WORK REQUEST: Set down each entry exactly as given; pictures should not appear in the copy.

DATA TO PROCESS:

'''

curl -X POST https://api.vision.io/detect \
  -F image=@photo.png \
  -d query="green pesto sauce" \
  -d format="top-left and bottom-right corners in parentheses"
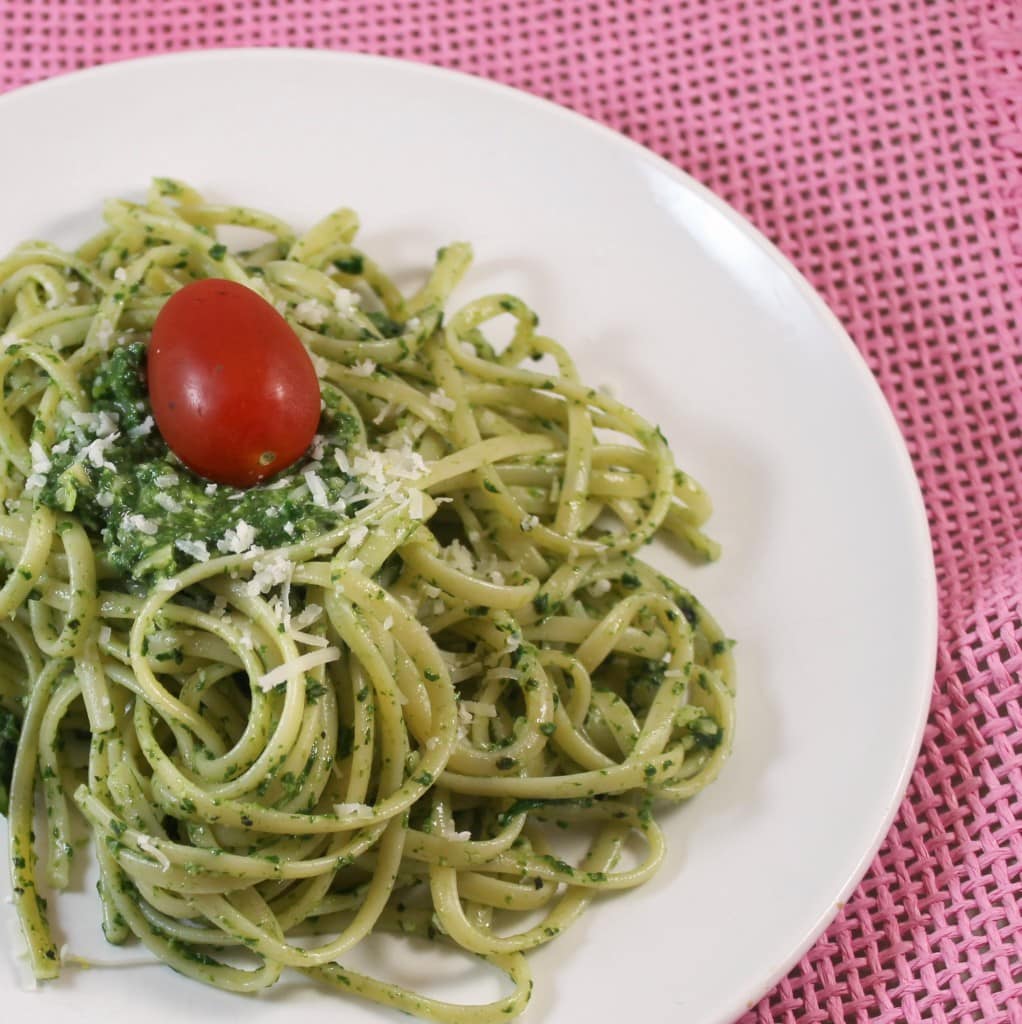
top-left (38, 343), bottom-right (362, 581)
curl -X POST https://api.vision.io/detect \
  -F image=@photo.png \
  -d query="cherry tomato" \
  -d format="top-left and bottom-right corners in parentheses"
top-left (148, 278), bottom-right (320, 488)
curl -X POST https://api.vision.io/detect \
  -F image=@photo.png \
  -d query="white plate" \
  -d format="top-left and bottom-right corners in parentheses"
top-left (0, 49), bottom-right (936, 1024)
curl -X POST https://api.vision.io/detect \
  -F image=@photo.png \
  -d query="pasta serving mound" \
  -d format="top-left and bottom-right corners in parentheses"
top-left (0, 181), bottom-right (734, 1021)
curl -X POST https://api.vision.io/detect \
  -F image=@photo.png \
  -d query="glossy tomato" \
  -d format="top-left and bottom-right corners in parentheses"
top-left (148, 278), bottom-right (321, 488)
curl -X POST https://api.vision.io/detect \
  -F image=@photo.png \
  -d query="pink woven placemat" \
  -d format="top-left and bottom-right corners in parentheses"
top-left (2, 2), bottom-right (1021, 1022)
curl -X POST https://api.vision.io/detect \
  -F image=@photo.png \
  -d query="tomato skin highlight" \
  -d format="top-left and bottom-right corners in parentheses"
top-left (148, 279), bottom-right (321, 488)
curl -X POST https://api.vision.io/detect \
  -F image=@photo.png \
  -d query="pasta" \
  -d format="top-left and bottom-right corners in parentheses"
top-left (0, 180), bottom-right (735, 1020)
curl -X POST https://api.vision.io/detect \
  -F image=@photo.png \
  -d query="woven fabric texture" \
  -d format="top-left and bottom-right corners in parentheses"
top-left (2, 2), bottom-right (1021, 1022)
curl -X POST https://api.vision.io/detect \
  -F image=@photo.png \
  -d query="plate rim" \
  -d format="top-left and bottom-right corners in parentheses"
top-left (0, 46), bottom-right (938, 1022)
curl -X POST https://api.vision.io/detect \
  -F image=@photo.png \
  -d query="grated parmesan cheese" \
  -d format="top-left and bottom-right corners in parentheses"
top-left (309, 435), bottom-right (326, 461)
top-left (372, 401), bottom-right (396, 426)
top-left (407, 488), bottom-right (426, 520)
top-left (255, 646), bottom-right (341, 692)
top-left (29, 441), bottom-right (51, 476)
top-left (303, 469), bottom-right (329, 508)
top-left (127, 416), bottom-right (154, 440)
top-left (288, 629), bottom-right (330, 648)
top-left (217, 520), bottom-right (258, 555)
top-left (245, 552), bottom-right (294, 597)
top-left (82, 432), bottom-right (120, 470)
top-left (123, 513), bottom-right (158, 535)
top-left (444, 539), bottom-right (475, 574)
top-left (95, 410), bottom-right (119, 438)
top-left (333, 287), bottom-right (361, 316)
top-left (294, 299), bottom-right (329, 326)
top-left (292, 604), bottom-right (323, 630)
top-left (136, 834), bottom-right (170, 871)
top-left (175, 538), bottom-right (210, 562)
top-left (93, 320), bottom-right (114, 350)
top-left (154, 492), bottom-right (182, 514)
top-left (333, 802), bottom-right (372, 818)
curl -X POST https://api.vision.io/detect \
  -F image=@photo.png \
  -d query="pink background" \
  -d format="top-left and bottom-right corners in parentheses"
top-left (2, 2), bottom-right (1020, 1022)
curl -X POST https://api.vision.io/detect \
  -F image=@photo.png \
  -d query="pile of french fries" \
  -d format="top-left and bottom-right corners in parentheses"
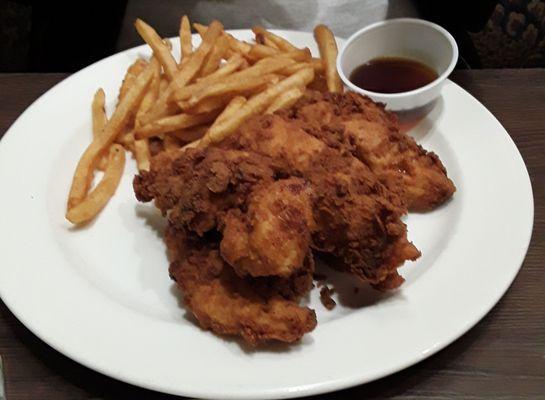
top-left (66, 16), bottom-right (342, 225)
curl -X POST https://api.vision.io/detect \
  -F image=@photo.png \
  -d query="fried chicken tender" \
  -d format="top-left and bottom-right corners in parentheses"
top-left (221, 178), bottom-right (315, 278)
top-left (288, 91), bottom-right (456, 211)
top-left (134, 147), bottom-right (277, 235)
top-left (222, 113), bottom-right (420, 287)
top-left (165, 225), bottom-right (317, 345)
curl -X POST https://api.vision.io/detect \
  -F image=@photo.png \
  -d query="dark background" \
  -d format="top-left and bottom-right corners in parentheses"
top-left (1, 0), bottom-right (545, 72)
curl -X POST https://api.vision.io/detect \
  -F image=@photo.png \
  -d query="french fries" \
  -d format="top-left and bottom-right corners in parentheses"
top-left (135, 19), bottom-right (178, 80)
top-left (118, 59), bottom-right (148, 101)
top-left (141, 20), bottom-right (223, 125)
top-left (193, 23), bottom-right (252, 55)
top-left (313, 24), bottom-right (342, 93)
top-left (67, 65), bottom-right (153, 210)
top-left (203, 68), bottom-right (314, 144)
top-left (66, 145), bottom-right (126, 224)
top-left (172, 56), bottom-right (293, 102)
top-left (66, 16), bottom-right (343, 225)
top-left (186, 73), bottom-right (279, 108)
top-left (199, 35), bottom-right (229, 76)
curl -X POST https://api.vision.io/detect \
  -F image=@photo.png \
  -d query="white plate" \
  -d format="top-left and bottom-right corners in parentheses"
top-left (0, 30), bottom-right (533, 399)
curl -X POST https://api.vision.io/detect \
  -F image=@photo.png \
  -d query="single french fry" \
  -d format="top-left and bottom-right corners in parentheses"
top-left (213, 96), bottom-right (246, 125)
top-left (193, 23), bottom-right (252, 54)
top-left (67, 66), bottom-right (153, 210)
top-left (199, 34), bottom-right (228, 77)
top-left (173, 56), bottom-right (293, 102)
top-left (192, 23), bottom-right (206, 36)
top-left (265, 87), bottom-right (304, 114)
top-left (279, 59), bottom-right (323, 75)
top-left (255, 32), bottom-right (280, 49)
top-left (92, 88), bottom-right (107, 138)
top-left (91, 88), bottom-right (109, 171)
top-left (134, 138), bottom-right (151, 171)
top-left (194, 97), bottom-right (247, 148)
top-left (170, 125), bottom-right (209, 142)
top-left (252, 26), bottom-right (298, 52)
top-left (204, 68), bottom-right (314, 143)
top-left (181, 139), bottom-right (202, 151)
top-left (278, 62), bottom-right (311, 75)
top-left (135, 111), bottom-right (219, 139)
top-left (179, 15), bottom-right (192, 62)
top-left (135, 58), bottom-right (161, 127)
top-left (282, 48), bottom-right (312, 62)
top-left (314, 24), bottom-right (342, 93)
top-left (118, 59), bottom-right (148, 102)
top-left (135, 19), bottom-right (178, 80)
top-left (247, 44), bottom-right (279, 60)
top-left (247, 46), bottom-right (311, 63)
top-left (181, 96), bottom-right (229, 114)
top-left (141, 20), bottom-right (223, 125)
top-left (131, 59), bottom-right (159, 172)
top-left (66, 144), bottom-right (126, 224)
top-left (187, 73), bottom-right (279, 108)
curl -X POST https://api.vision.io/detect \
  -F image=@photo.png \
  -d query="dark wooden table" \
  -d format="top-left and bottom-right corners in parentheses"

'''

SOLUTION TO THIS EXERCISE:
curl -X POST https://api.vision.io/detect \
  -F image=@photo.png \
  -d query="green pesto sauce" \
  -d format="top-left and bottom-right corners in parentheses"
top-left (38, 343), bottom-right (362, 581)
curl -X POST https://api.vision.io/detect \
  -F image=@photo.png \
  -d query="cherry tomato" \
  -d format="top-left and bottom-right corners in parentheses"
top-left (148, 278), bottom-right (320, 488)
curl -X POST https://api.vision.io/detect \
  -F image=@photo.png \
  -d query="white plate" \
  -d format="top-left and bottom-right corners in parentheses"
top-left (0, 49), bottom-right (936, 1024)
curl -X POST https://api.vision.io/detect \
  -F image=@photo.png \
  -d query="pasta serving mound" \
  -d format="top-left and bottom-right corners in parentheses"
top-left (0, 181), bottom-right (734, 1021)
curl -X POST https://api.vision.io/detect \
  -F image=@photo.png \
  -d query="glossy tomato" \
  -d format="top-left and bottom-right corners in parentheses"
top-left (148, 278), bottom-right (321, 488)
curl -X POST https://api.vision.io/detect \
  -F image=@photo.png \
  -d query="pink woven placemat" \
  -d format="top-left and bottom-right corners in parentheses"
top-left (2, 2), bottom-right (1021, 1022)
curl -X POST https://api.vision.io/detect \
  -F image=@photo.png \
  -d query="tomato skin highlight" \
  -d format="top-left and bottom-right corners in parentheses"
top-left (148, 279), bottom-right (321, 488)
curl -X POST https://api.vision.io/detect \
  -F image=@photo.png \
  -d query="pasta" \
  -d format="top-left and bottom-right corners in parentheses"
top-left (0, 180), bottom-right (735, 1020)
curl -X POST https://api.vision.io/detect \
  -F image=@photo.png \
  -d query="woven fabric texture" \
  -d format="top-left and bottom-right corners in parentheses"
top-left (2, 2), bottom-right (1021, 1022)
curl -X POST https://api.vision.io/detect \
  -F image=@photo.png \
  -d query="plate rim" \
  -d format="top-left and bottom-right corners in parentheses"
top-left (0, 46), bottom-right (938, 1022)
curl -X POST https://api.vision.io/detect \
  -F image=@photo.png \
  -d query="grated parmesan cheese" \
  -d format="top-left and bottom-right corners in parentheses"
top-left (309, 435), bottom-right (326, 461)
top-left (372, 401), bottom-right (396, 426)
top-left (407, 488), bottom-right (426, 520)
top-left (255, 646), bottom-right (341, 692)
top-left (29, 441), bottom-right (51, 476)
top-left (303, 469), bottom-right (329, 508)
top-left (127, 416), bottom-right (154, 440)
top-left (288, 629), bottom-right (330, 648)
top-left (217, 520), bottom-right (258, 555)
top-left (245, 552), bottom-right (294, 597)
top-left (82, 432), bottom-right (120, 470)
top-left (123, 513), bottom-right (158, 535)
top-left (444, 539), bottom-right (475, 574)
top-left (95, 410), bottom-right (119, 438)
top-left (333, 287), bottom-right (361, 316)
top-left (294, 299), bottom-right (329, 326)
top-left (292, 604), bottom-right (323, 630)
top-left (136, 834), bottom-right (170, 871)
top-left (175, 538), bottom-right (210, 562)
top-left (93, 320), bottom-right (114, 350)
top-left (154, 492), bottom-right (182, 514)
top-left (333, 802), bottom-right (372, 818)
curl -X POST https://api.vision.io/detect \
  -F image=@photo.png \
  -d query="pink background" \
  -d format="top-left and bottom-right corners in parentheses"
top-left (2, 2), bottom-right (1020, 1022)
curl -X POST https://api.vision.io/detect \
  -F image=@photo.png \
  -d query="pile of french fries" \
  -d format="top-left and bottom-right corners in parentheses"
top-left (66, 16), bottom-right (342, 225)
curl -X POST https://api.vision.io/detect \
  -F image=@photo.png \
  -d query="fried chicken tender" \
  -d format="top-left and bottom-right corners in parentheses"
top-left (221, 178), bottom-right (315, 278)
top-left (288, 91), bottom-right (456, 211)
top-left (134, 147), bottom-right (277, 235)
top-left (222, 113), bottom-right (420, 287)
top-left (165, 225), bottom-right (317, 345)
curl -X POST https://api.vision.io/detect \
  -F image=@photo.png \
  -d query="dark background" \
  -d format="top-left and bottom-right corners in parentheses"
top-left (1, 0), bottom-right (545, 72)
curl -X POST https://api.vision.io/detect \
  -F image=@photo.png \
  -d query="french fries" \
  -d format="top-left and bottom-right corners in parentheses"
top-left (135, 19), bottom-right (178, 80)
top-left (118, 59), bottom-right (148, 101)
top-left (141, 20), bottom-right (223, 125)
top-left (193, 23), bottom-right (252, 55)
top-left (313, 24), bottom-right (342, 93)
top-left (67, 65), bottom-right (153, 210)
top-left (203, 68), bottom-right (314, 144)
top-left (66, 145), bottom-right (126, 224)
top-left (172, 56), bottom-right (293, 102)
top-left (66, 16), bottom-right (343, 225)
top-left (186, 73), bottom-right (279, 108)
top-left (199, 35), bottom-right (229, 76)
curl -X POST https://api.vision.io/detect \
  -F image=@photo.png \
  -d query="white plate" \
  -d format="top-left and bottom-right corners in parentheses"
top-left (0, 30), bottom-right (533, 399)
curl -X POST https://api.vision.io/detect \
  -F image=@photo.png \
  -d query="single french fry" \
  -d format="top-left and bottom-right corners in parentheses"
top-left (213, 96), bottom-right (246, 125)
top-left (193, 23), bottom-right (252, 54)
top-left (67, 66), bottom-right (153, 210)
top-left (199, 34), bottom-right (228, 77)
top-left (173, 56), bottom-right (293, 102)
top-left (192, 23), bottom-right (206, 36)
top-left (265, 87), bottom-right (304, 114)
top-left (279, 59), bottom-right (323, 75)
top-left (255, 32), bottom-right (280, 49)
top-left (92, 88), bottom-right (107, 138)
top-left (91, 88), bottom-right (109, 171)
top-left (134, 138), bottom-right (151, 171)
top-left (194, 97), bottom-right (247, 148)
top-left (170, 125), bottom-right (209, 142)
top-left (252, 26), bottom-right (298, 52)
top-left (204, 68), bottom-right (314, 143)
top-left (181, 139), bottom-right (202, 151)
top-left (278, 62), bottom-right (311, 75)
top-left (135, 111), bottom-right (219, 139)
top-left (179, 15), bottom-right (192, 62)
top-left (135, 58), bottom-right (161, 127)
top-left (282, 48), bottom-right (312, 62)
top-left (314, 24), bottom-right (342, 93)
top-left (118, 59), bottom-right (148, 102)
top-left (135, 19), bottom-right (178, 80)
top-left (247, 44), bottom-right (279, 60)
top-left (247, 46), bottom-right (311, 63)
top-left (181, 96), bottom-right (229, 114)
top-left (141, 20), bottom-right (223, 125)
top-left (131, 59), bottom-right (159, 172)
top-left (66, 144), bottom-right (126, 224)
top-left (187, 73), bottom-right (279, 108)
curl -X POST https://api.vision.io/detect \
  -F image=@photo.png \
  -d query="dark wooden table" \
  -d format="top-left and bottom-right corners in parentheses"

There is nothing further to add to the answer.